[Dataset items]

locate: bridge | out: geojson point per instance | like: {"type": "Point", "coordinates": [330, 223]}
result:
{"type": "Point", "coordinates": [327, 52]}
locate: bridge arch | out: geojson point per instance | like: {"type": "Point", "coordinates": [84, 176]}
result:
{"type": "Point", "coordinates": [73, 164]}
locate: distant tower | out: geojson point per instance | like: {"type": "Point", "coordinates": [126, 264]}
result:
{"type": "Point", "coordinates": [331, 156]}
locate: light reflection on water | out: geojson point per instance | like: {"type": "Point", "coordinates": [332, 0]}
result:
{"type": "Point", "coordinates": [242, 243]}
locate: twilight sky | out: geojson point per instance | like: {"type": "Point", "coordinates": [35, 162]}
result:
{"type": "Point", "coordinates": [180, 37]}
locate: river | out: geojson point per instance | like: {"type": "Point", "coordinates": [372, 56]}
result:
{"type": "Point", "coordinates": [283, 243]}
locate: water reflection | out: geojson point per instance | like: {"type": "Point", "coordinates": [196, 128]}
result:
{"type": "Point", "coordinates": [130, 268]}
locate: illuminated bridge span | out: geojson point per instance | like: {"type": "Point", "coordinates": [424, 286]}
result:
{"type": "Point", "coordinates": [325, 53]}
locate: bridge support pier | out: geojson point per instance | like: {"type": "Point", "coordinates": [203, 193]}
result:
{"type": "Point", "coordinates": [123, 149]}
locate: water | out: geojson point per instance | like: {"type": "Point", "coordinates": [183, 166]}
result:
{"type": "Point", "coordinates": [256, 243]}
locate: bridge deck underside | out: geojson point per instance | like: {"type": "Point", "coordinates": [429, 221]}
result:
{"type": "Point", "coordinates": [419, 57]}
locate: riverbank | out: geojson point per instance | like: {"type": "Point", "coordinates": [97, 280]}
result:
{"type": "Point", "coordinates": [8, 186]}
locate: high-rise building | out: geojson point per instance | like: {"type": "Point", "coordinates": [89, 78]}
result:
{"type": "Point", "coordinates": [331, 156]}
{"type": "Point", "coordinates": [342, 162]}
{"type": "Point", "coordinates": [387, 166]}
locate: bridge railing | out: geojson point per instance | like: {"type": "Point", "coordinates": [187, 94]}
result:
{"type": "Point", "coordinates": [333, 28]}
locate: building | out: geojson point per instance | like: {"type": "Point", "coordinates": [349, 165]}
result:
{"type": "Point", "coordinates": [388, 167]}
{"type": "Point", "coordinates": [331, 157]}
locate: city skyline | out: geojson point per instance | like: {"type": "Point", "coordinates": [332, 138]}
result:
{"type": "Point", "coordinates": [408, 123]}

...

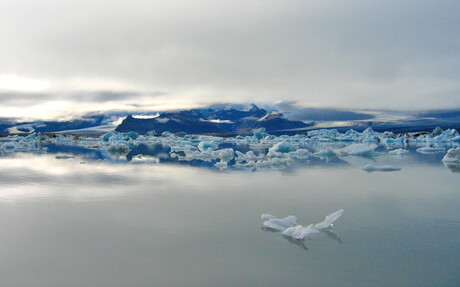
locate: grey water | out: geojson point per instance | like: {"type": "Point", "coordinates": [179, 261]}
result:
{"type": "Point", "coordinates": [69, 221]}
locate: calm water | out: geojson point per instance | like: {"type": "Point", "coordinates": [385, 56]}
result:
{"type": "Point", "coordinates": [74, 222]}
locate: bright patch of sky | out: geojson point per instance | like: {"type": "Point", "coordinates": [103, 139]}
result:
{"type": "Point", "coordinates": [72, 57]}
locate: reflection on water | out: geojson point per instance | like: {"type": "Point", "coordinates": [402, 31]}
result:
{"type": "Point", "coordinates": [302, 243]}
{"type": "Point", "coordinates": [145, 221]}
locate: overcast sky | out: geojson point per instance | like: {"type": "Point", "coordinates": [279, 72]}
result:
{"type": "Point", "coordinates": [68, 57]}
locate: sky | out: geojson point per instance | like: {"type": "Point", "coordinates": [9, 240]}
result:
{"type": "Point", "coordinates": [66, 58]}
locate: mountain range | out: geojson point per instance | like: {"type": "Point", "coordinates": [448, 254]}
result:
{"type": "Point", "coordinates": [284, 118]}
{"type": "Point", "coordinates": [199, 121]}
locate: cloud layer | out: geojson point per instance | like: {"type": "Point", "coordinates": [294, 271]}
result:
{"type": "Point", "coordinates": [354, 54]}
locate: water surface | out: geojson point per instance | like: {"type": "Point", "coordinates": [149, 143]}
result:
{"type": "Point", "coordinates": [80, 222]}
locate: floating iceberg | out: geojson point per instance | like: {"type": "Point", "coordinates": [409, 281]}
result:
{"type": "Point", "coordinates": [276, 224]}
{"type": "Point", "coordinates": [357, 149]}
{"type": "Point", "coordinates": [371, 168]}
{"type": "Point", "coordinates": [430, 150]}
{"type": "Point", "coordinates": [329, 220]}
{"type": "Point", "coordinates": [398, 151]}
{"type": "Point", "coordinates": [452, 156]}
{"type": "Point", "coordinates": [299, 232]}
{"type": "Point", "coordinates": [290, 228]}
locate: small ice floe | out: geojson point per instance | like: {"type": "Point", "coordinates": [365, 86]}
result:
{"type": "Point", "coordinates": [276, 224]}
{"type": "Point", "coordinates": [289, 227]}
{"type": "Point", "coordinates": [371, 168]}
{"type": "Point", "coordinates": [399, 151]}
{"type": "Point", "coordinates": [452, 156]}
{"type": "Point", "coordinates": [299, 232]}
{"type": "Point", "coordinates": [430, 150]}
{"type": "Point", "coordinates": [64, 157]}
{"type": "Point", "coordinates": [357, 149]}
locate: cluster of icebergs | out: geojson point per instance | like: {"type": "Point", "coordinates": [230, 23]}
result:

==

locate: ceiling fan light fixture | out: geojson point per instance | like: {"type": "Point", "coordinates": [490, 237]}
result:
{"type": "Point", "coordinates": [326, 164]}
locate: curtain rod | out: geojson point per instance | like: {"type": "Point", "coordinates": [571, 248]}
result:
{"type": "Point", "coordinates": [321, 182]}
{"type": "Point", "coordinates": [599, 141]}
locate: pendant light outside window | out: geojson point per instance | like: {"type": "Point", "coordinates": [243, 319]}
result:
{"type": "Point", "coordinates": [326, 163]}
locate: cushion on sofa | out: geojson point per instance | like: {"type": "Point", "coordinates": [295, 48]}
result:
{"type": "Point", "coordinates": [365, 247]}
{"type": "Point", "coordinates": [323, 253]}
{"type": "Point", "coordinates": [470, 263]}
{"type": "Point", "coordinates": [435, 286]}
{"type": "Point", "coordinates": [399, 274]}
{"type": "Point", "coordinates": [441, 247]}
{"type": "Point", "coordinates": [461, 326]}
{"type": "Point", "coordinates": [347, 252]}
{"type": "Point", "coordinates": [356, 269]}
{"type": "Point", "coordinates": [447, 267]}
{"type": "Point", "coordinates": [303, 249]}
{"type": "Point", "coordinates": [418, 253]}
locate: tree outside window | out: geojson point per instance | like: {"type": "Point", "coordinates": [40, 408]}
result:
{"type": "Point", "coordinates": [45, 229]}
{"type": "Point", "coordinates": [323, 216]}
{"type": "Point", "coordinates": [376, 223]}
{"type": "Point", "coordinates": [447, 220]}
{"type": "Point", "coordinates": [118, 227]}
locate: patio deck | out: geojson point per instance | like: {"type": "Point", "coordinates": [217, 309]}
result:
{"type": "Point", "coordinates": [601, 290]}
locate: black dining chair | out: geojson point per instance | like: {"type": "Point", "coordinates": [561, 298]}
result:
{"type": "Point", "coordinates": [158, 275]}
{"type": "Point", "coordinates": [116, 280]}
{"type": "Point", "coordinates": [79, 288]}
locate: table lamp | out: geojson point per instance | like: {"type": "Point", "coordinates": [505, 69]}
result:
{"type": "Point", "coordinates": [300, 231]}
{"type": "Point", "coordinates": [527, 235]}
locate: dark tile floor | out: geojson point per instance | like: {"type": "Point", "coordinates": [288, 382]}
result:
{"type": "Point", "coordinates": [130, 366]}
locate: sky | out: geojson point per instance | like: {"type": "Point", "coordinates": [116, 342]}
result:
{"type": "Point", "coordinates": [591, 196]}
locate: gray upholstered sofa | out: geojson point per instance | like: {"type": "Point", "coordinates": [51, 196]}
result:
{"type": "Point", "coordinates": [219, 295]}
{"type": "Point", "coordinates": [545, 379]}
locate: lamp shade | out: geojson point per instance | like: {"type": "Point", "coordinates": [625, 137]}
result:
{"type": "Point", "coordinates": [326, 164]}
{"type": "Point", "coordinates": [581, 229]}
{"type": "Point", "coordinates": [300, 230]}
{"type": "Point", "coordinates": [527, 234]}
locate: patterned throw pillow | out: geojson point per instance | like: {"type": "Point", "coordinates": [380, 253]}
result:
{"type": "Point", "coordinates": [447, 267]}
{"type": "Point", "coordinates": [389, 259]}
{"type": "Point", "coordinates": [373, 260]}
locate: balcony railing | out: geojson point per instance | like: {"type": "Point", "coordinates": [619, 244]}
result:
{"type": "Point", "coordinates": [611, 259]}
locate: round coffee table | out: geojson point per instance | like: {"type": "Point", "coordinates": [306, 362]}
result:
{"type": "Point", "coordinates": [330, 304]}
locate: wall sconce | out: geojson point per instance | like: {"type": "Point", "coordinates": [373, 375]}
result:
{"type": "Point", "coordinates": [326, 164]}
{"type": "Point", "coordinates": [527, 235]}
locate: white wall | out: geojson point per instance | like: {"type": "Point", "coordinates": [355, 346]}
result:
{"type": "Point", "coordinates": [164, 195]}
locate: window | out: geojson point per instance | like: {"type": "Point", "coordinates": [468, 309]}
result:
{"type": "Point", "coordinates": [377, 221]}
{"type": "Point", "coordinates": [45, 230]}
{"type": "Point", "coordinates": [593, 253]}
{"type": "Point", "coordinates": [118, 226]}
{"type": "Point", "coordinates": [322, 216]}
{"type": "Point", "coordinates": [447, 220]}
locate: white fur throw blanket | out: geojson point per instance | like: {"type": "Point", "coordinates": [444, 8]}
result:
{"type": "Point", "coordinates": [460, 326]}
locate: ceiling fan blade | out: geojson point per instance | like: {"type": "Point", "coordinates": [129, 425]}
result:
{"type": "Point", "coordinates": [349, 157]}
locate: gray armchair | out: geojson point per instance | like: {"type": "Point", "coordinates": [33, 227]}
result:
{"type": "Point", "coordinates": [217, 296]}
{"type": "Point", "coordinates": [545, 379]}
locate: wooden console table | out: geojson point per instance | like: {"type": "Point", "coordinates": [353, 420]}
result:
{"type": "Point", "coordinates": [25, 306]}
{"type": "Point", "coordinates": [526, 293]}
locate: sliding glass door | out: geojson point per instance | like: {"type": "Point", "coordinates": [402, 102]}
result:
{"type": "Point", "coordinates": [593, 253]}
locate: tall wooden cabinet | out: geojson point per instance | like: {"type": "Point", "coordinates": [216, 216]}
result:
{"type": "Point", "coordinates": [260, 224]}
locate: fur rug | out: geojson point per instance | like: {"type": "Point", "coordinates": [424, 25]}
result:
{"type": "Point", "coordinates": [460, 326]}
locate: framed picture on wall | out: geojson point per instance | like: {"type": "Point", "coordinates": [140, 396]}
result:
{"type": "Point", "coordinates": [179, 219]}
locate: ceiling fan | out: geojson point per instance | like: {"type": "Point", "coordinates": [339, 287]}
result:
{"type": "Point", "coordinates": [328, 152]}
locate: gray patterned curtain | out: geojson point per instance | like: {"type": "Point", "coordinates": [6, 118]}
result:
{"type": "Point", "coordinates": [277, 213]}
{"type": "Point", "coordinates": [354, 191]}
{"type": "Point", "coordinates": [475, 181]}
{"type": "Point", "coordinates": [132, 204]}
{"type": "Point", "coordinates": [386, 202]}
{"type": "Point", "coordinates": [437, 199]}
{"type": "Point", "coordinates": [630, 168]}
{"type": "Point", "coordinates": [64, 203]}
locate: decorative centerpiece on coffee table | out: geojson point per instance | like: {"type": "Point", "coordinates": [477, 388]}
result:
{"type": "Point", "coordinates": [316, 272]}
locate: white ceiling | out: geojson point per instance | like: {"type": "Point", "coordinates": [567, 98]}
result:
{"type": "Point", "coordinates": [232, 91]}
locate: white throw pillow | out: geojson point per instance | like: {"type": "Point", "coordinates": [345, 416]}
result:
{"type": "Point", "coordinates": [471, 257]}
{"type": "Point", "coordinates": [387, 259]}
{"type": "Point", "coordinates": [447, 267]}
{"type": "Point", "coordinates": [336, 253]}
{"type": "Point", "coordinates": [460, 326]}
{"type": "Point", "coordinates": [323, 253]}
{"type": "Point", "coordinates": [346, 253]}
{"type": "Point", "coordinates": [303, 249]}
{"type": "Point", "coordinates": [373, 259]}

### WORK REQUEST
Your answer should be the lines above that contain the word "wall", copied out.

### ANSWER FOR THE TASK
locate: wall sconce | out: geojson point per instance | like: {"type": "Point", "coordinates": [373, 375]}
locate: white wall | out: geojson point per instance | like: {"type": "Point", "coordinates": [355, 346]}
locate: framed picture on wall | out: geojson point per instance | like: {"type": "Point", "coordinates": [140, 396]}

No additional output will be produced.